_What the task asks_
Format each entry below as a JSON list of strings, one string per line, leaving out blank lines.
## START
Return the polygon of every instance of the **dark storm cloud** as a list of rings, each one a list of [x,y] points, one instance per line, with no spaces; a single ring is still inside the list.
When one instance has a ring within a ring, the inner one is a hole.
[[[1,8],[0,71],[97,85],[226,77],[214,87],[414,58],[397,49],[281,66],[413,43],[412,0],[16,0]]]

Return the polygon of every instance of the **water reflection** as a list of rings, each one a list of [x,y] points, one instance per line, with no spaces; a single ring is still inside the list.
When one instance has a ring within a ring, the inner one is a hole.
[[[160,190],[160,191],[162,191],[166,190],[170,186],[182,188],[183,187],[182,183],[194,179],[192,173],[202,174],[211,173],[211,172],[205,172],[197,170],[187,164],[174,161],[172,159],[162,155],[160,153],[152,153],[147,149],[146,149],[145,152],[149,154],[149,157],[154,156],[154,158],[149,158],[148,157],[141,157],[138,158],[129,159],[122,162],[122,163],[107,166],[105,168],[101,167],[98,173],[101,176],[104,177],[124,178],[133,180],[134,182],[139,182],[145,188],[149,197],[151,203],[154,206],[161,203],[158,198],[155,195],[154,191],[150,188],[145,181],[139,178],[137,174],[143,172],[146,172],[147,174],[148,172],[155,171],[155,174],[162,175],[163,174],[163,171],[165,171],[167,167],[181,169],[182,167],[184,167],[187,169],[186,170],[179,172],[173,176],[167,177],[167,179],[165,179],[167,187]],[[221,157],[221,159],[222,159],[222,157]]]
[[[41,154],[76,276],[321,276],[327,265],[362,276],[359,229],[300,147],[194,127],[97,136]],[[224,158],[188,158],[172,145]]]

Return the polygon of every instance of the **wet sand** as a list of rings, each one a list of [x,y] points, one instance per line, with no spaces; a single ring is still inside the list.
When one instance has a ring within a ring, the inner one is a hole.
## END
_Final answer_
[
  "Return the polygon of every instance of the **dark storm cloud** as a list of rings, each one a list of [x,y] points, one instance per line, with no spaces; a single ring is still inside the list.",
  "When one instance has a ring within a ring, the inner one is a hole.",
  "[[[1,8],[0,71],[97,85],[226,77],[214,87],[414,58],[397,49],[281,66],[413,43],[412,0],[16,0]]]",
  "Return the polygon of every instance of the **water reflection** as a list of rings, each one a list of [x,y] points, one instance per line, with no spaces; a single ring is still inside the list.",
  "When one instance has a ring within a ring, the inner one is a hole.",
  "[[[160,190],[160,191],[162,191],[166,190],[170,186],[182,188],[183,187],[182,183],[194,179],[192,173],[202,174],[211,173],[211,172],[205,172],[197,170],[187,164],[174,161],[172,159],[162,155],[160,153],[152,153],[147,149],[146,149],[145,152],[149,154],[149,157],[154,156],[154,158],[149,158],[148,157],[141,157],[138,158],[129,159],[122,162],[122,163],[107,166],[105,168],[101,167],[98,173],[101,176],[104,177],[124,178],[133,180],[134,182],[139,182],[145,188],[149,197],[151,203],[154,206],[161,203],[158,198],[155,195],[154,191],[150,188],[145,181],[139,178],[137,174],[143,172],[146,172],[147,174],[148,172],[155,171],[155,174],[162,175],[163,174],[163,171],[165,171],[167,167],[181,169],[182,167],[184,167],[187,169],[186,170],[179,172],[173,176],[167,177],[167,179],[165,179],[167,187]],[[221,157],[221,159],[222,159],[222,157]]]",
  "[[[41,154],[76,276],[321,276],[327,265],[362,276],[359,229],[300,147],[194,127],[97,136]],[[224,158],[188,158],[172,145]]]",
  "Return the polygon of every instance of the **wet sand** as a list of rings, each one a list of [x,y] points, one instance per line, with no spaces; a single ring is still inside the list.",
  "When one instance has a ring within a ring, the inner one is a hole."
]